▶ _Task material_
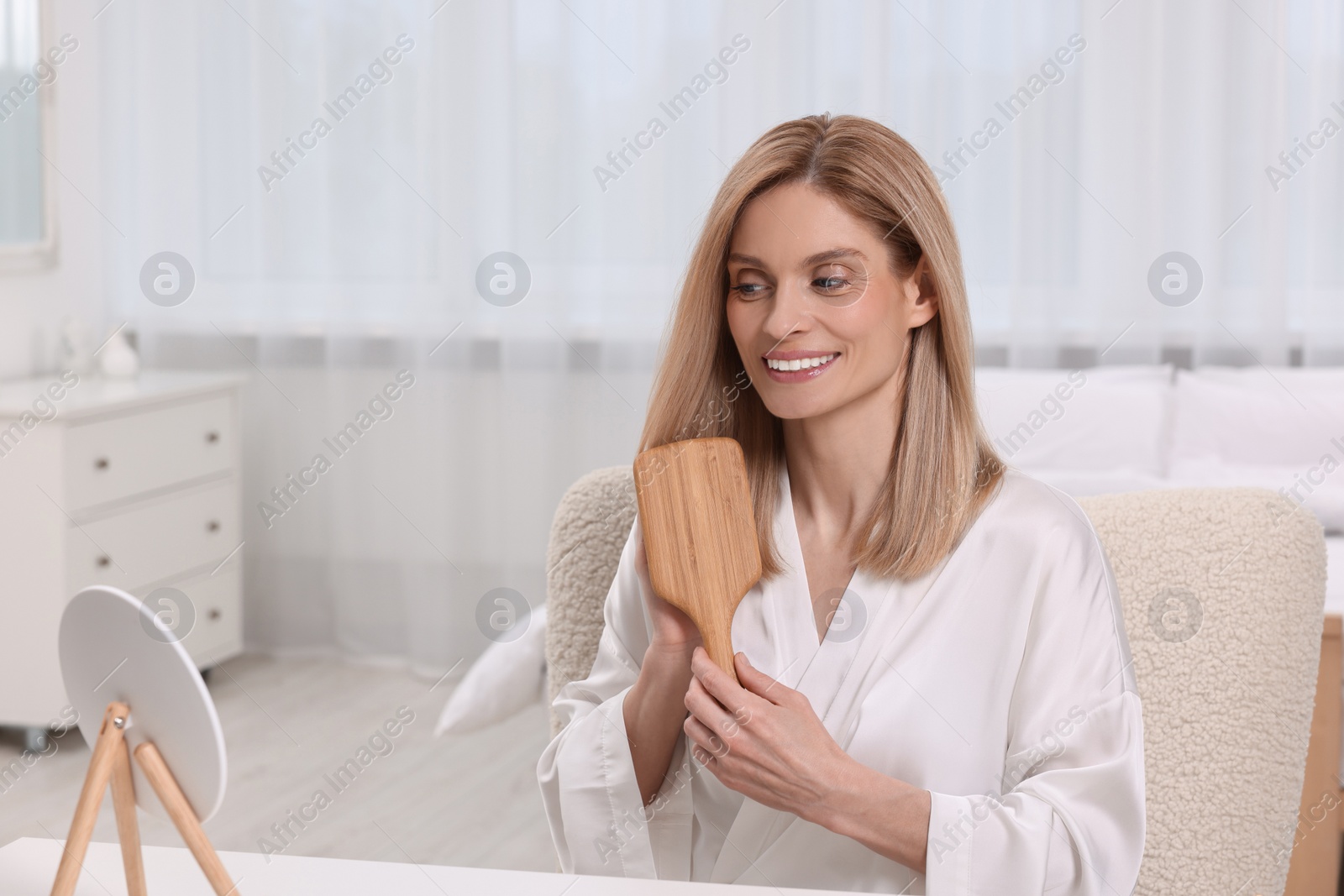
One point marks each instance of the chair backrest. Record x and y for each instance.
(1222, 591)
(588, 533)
...
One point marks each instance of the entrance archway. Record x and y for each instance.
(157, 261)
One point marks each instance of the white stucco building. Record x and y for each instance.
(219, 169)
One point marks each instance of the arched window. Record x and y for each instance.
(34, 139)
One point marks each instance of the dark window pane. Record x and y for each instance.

▶ _Problem requirements_
Count the lines of the listing above that contain the word "each", and give only the number.

▶ _Answer for this exercise_
5